_What the task asks_
From the listing below, copy out every line where the word "silhouetted" appears.

_Supplied records_
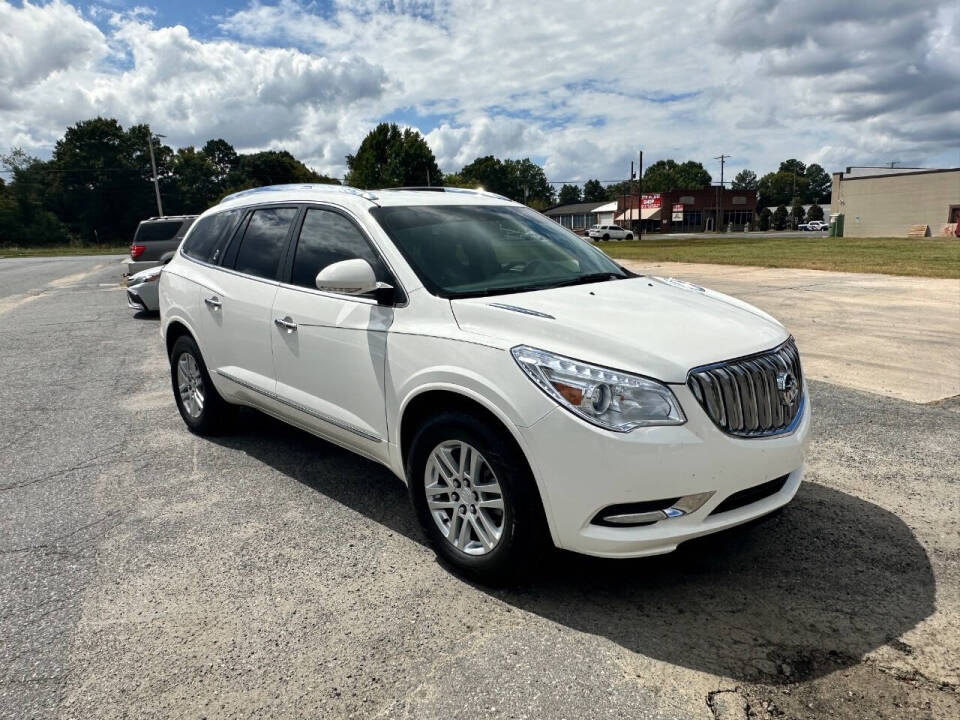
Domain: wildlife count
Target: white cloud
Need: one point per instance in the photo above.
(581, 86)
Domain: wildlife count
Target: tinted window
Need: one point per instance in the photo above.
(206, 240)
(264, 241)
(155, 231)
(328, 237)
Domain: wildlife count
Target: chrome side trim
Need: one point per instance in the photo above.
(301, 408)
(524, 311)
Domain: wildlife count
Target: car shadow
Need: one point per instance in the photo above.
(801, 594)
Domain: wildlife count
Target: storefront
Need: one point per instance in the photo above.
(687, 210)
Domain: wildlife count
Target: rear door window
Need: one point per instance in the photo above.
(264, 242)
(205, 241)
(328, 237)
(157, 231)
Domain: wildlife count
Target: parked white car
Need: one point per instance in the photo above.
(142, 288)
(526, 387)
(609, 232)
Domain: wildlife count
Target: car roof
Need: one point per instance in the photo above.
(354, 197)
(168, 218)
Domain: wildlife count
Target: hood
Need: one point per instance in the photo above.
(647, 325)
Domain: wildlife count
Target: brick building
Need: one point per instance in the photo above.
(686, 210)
* * *
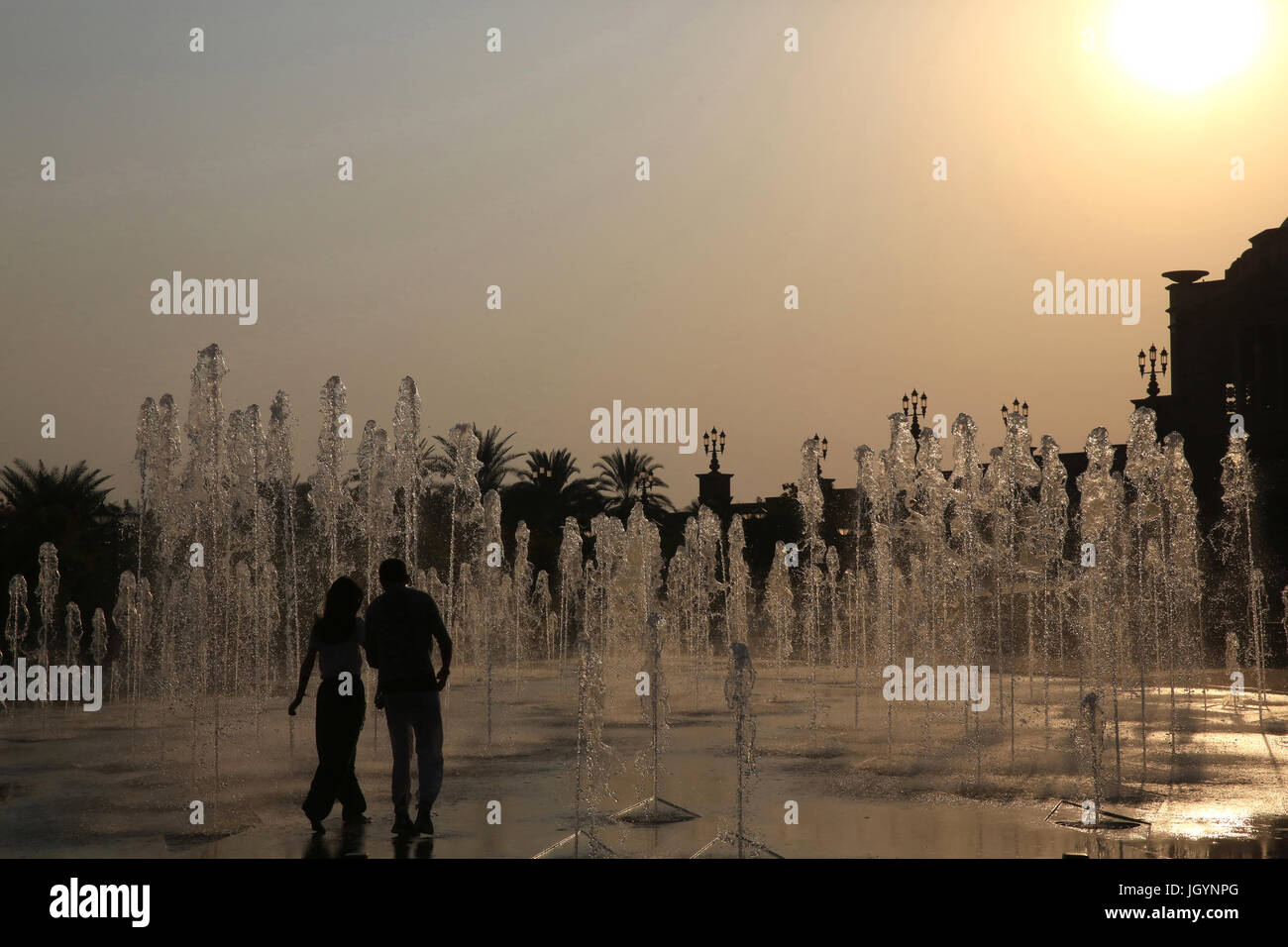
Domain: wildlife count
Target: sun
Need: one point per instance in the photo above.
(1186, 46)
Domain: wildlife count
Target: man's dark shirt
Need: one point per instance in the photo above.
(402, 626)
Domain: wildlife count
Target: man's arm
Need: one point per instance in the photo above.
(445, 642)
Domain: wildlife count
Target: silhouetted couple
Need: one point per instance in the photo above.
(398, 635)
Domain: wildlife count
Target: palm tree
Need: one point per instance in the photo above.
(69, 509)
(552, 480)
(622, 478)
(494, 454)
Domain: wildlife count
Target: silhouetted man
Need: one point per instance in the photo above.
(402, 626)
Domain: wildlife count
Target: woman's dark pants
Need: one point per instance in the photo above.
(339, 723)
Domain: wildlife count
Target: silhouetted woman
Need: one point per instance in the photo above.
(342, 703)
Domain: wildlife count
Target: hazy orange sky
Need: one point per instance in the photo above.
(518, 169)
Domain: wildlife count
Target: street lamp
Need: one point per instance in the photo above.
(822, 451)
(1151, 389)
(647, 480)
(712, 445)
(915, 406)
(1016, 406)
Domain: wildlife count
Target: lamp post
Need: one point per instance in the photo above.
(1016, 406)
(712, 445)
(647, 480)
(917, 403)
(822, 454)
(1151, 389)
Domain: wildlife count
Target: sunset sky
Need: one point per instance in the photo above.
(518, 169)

_Solution below_
Target: silhouetted couple
Target: silhouetted man
Target: silhouetted woman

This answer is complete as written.